Passage given =
----
The fixture mounts 311a-311d are, in one example, configured to receive tenons, such as the tenon 310. The tenon orifices 312a-312d (collectively referred to as orifices 312) can be defined by the orifice walls 314a-314d (collectively referred to as orifice walls 314). The orifice walls 314 receive and support a tenon (such as the tenon 310) therein and fixture fasteners 326, such as set screws or the like, are positioned within fixture fastener bores 324 to engage the tenon 310 and secure the tenon 310 within the fixture mounts 311a-311d and therefore to the housing 304.

In another example, an isolation flange 316 is positioned within the housing 304. Optionally, the isolation flange 316 supports one or more of the tenons 310. For example, the isolation flange 316 acts as a component of a bottom jaw to support one or more tenons. Optionally, the isolation flange isolates components of the fixture 302 from the drain reservoir 320. In some examples, the isolation flange 316 includes a flange wall 340 that can be coincident to at least a portion of the one or more ring diverters 330 to enhance the interception of liquid that incidentally enters the assembly. Optionally, the isolation flange 316 overlaps and is staggered relative to at least a portion of the ring diverters 330 and/or the diversion skirt 306 to further enhance interception of incoming liquid.

The example support bracket 308 shown in FIG. 3 secures the tenon 310 to the housing 304. In this example, a portion of the isolation flange 316 and the top jaw 338 together receive and engage the tenon 310. The fasteners 336 extend between the top jaw 338 and biasing element 334 and are received within bracket bores 337 to secure the bracket 308 and the tenon 310 to the housing 304. In some examples, a biasing element 337, such as a spring or other elastomeric element, can coupled with the support bracket 308 (e.g., between the top and bottom jaws). In either example, the biasing element 334 or the biasing element 337 is configured to bias jaws apart for ease of service. In another example, rotation of the fasteners 336 overcomes the bias of the biasing element 334 and in turn brings the jaws together to secure the tenon in place.
----
Problem set =
**A.** Write out everything in the fixture passage from "In another example, an" down to "of incoming liquid.".
**B.** Answer these questions from the fixture passage:
(i) Where are the fixture fasteners 326 positioned?
(ii) What can the isolation flange optionally isolate components of the fixture 302 from?
(iii) In the example shown in FIG. 3, which two parts together receive and engage the tenon 310?
**C.** Proceed with the fixture passage, picking up after its last sentence.

Entries provided =
----
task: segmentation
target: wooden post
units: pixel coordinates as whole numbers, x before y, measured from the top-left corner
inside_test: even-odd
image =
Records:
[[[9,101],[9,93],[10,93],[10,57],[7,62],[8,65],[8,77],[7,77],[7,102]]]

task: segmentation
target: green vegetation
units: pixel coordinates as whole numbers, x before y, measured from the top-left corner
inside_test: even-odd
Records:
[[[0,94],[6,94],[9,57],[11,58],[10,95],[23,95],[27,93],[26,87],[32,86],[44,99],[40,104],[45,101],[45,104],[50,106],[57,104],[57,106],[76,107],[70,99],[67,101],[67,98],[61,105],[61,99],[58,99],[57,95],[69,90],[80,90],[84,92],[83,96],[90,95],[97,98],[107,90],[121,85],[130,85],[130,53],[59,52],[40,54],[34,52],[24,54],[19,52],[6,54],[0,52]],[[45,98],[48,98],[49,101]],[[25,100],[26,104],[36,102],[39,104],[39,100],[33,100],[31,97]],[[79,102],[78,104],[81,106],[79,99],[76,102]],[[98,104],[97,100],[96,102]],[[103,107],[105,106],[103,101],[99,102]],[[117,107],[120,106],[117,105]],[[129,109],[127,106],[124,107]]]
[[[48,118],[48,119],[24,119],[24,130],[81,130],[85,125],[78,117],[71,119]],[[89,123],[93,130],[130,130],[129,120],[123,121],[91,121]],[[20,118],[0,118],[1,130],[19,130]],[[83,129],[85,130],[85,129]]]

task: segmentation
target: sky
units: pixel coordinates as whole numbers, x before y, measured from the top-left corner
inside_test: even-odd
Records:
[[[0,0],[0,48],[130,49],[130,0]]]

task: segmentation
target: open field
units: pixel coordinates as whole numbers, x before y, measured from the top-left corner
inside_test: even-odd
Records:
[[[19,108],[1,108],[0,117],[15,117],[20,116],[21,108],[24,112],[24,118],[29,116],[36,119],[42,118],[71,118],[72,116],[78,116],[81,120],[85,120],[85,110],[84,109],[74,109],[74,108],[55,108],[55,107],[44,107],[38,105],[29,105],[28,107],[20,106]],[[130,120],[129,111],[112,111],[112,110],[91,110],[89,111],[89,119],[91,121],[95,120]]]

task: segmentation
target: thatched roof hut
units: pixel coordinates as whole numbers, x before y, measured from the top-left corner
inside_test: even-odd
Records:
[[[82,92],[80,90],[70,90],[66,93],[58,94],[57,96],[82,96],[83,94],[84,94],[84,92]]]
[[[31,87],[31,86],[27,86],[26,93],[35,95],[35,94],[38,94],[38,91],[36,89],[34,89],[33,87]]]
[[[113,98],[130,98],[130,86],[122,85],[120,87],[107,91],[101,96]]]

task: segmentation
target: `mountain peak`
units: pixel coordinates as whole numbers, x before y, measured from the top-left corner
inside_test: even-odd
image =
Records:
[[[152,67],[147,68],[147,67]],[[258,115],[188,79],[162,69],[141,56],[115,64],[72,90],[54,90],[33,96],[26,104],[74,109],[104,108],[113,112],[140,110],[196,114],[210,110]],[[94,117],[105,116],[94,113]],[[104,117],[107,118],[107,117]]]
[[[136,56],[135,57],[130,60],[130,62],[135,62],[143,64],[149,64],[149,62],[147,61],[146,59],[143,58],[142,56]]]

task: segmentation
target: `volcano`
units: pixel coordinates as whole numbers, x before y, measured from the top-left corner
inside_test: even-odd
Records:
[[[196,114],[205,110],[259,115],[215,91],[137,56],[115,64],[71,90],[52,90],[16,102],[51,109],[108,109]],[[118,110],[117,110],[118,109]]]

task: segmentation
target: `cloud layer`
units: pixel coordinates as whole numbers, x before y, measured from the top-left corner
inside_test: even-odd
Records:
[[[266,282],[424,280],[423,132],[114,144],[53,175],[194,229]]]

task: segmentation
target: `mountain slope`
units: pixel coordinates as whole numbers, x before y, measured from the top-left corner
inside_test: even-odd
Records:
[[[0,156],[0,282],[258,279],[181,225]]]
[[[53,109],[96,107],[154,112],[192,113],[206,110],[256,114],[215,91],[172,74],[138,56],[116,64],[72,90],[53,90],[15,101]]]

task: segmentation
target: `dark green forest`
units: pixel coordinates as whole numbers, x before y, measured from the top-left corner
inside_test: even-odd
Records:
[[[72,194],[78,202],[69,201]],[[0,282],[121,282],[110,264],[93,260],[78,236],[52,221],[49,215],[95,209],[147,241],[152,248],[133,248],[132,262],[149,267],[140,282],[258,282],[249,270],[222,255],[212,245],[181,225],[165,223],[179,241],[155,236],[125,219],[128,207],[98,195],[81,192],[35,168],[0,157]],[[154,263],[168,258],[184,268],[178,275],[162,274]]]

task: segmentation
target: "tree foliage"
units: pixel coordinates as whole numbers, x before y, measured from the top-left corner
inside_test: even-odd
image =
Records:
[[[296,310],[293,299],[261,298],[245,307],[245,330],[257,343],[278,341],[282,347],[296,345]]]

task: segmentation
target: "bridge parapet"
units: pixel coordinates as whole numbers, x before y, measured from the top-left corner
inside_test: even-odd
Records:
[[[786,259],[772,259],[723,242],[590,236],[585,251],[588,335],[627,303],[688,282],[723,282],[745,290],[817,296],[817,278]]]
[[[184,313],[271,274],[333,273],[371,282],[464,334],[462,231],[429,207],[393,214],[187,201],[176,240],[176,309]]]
----
Set of answers =
**A.**
In another example, an isolation flange 316 is positioned within the housing 304. Optionally, the isolation flange 316 supports one or more of the tenons 310. For example, the isolation flange 316 acts as a component of a bottom jaw to support one or more tenons. Optionally, the isolation flange isolates components of the fixture 302 from the drain reservoir 320. In some examples, the isolation flange 316 includes a flange wall 340 that can be coincident to at least a portion of the one or more ring diverters 330 to enhance the interception of liquid that incidentally enters the assembly. Optionally, the isolation flange 316 overlaps and is staggered relative to at least a portion of the ring diverters 330 and/or the diversion skirt 306 to further enhance interception of incoming liquid.

**B.**
(i) Within the fixture fastener bores 324.
(ii) The drain reservoir 320.
(iii) A portion of the isolation flange 316 and the top jaw 338.

**C.**
Drains 318 are shown in the example provided in FIG. 3. In this example, the drains 318 include holes, ports or bores within and extending through a bottom wall of the housing 304. In this example, the drains 318 are positioned within the drain reservoirs 320. The drain reservoirs 320 are isolated from the remainder of the assembly in the example shown by the flange wall 340 of the isolation flange 316, external walls 342 of the housing 304, and internal walls 344 of the housing 304. The drain reservoirs 320 are optionally shallow reservoirs or recessed portions of the housing 304 configured to receive and direct fluid entering the housing 304 to the drains 318 for direction of the fluid out of the housing 304. Further operation of these components is discussed below.

The ring diverter 306 extends around the tenon 310 (including surrounding and partially surrounding the tenon) within the housing 304. The diversion skirt 330 in one example is a portion of the diverter 306 extending laterally or radially out from the tenon 310. The diversion skirt 330 is configured to direct fluid away from the tenon (e.g., deflect, guide or the like) proximate to the support bracket 308 for instance into the drain reservoirs 320 to minimize inward fluid movement into the housing along the tenon 310.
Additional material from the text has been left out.